• _Exercise_: Rewrite the items from the line containing "Exercise. Tag every instance of the outstretched" through the end, replacing "Tag" with "Mark" and changing nothing else. Leave the pictures out of your answer.

======== Records for this exercise ========

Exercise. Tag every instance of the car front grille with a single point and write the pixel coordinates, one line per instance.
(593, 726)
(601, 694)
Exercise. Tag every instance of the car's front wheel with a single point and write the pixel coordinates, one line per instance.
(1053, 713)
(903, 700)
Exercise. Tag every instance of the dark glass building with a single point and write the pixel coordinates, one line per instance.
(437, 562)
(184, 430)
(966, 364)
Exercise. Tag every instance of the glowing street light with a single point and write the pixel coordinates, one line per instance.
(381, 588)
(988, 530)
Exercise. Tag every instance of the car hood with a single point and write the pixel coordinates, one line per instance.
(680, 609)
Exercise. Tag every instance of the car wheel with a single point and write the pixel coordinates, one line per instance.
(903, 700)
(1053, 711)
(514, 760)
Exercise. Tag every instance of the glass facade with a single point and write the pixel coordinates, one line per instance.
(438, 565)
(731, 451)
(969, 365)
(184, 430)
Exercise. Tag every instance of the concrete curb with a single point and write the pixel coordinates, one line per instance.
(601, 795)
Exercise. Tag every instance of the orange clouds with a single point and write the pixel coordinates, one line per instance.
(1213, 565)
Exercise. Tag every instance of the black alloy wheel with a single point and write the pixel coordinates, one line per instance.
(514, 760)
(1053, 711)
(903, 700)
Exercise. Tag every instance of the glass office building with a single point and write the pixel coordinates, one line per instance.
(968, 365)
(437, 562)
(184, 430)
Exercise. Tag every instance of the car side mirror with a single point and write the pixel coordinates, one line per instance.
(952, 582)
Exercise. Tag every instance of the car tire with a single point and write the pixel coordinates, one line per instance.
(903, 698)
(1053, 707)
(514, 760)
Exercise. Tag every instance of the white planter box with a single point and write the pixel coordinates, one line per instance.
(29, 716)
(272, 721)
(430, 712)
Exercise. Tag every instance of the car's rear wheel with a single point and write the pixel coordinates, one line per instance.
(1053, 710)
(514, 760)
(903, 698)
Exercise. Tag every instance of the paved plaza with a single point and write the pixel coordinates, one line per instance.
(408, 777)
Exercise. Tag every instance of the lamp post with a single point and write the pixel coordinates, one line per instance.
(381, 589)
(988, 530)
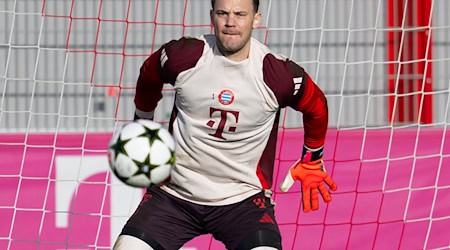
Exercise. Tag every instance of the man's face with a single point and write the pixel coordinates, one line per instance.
(233, 22)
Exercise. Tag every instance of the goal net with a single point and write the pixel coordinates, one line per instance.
(68, 70)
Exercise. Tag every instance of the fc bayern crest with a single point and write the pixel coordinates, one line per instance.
(226, 97)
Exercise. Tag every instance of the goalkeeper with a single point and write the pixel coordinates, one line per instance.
(229, 89)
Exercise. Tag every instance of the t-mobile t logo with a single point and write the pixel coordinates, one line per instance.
(223, 120)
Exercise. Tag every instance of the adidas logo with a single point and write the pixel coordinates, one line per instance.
(266, 219)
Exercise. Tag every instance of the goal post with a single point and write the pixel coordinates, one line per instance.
(68, 70)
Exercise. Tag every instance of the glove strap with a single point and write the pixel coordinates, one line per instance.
(309, 155)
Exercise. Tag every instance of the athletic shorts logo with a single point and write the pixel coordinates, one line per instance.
(226, 97)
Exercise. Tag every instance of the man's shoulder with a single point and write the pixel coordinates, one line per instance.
(185, 43)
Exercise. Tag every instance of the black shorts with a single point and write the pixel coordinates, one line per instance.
(167, 222)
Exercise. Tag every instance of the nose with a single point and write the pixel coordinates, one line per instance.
(230, 21)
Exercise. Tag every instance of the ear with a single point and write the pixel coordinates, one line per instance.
(257, 20)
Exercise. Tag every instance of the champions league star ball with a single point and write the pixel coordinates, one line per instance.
(142, 153)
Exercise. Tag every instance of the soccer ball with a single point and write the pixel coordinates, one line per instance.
(142, 153)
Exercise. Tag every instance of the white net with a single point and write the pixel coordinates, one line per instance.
(67, 75)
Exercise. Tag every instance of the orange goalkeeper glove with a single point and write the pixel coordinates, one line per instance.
(309, 170)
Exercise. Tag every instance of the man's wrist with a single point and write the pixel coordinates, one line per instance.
(310, 154)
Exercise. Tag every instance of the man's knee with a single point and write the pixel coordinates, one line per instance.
(261, 239)
(125, 242)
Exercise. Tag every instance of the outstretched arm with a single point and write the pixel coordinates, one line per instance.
(309, 169)
(149, 87)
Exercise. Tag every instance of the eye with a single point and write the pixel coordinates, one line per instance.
(221, 13)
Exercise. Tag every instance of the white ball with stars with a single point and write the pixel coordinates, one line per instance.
(142, 153)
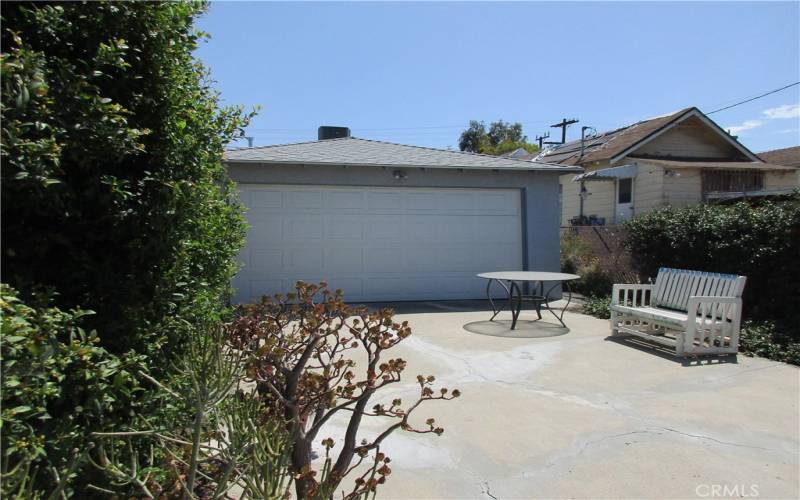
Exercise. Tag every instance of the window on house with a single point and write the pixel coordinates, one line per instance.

========

• _Answer for this exercise_:
Exercise. Mark every instance of the outstretched arm with a single point and write the pixel coordinates, one line per instance.
(309, 169)
(149, 87)
Exercise. Mark every instance of the eye with a single point and write the pixel coordinates, one line per instance.
(221, 13)
Exercise. Mark every instance of the white ball with stars with a single point and write the pixel coordinates, one line per instance.
(142, 153)
Exercise. Mark every instance of the window on house with a single point and write the pixel coordinates, one line per instance.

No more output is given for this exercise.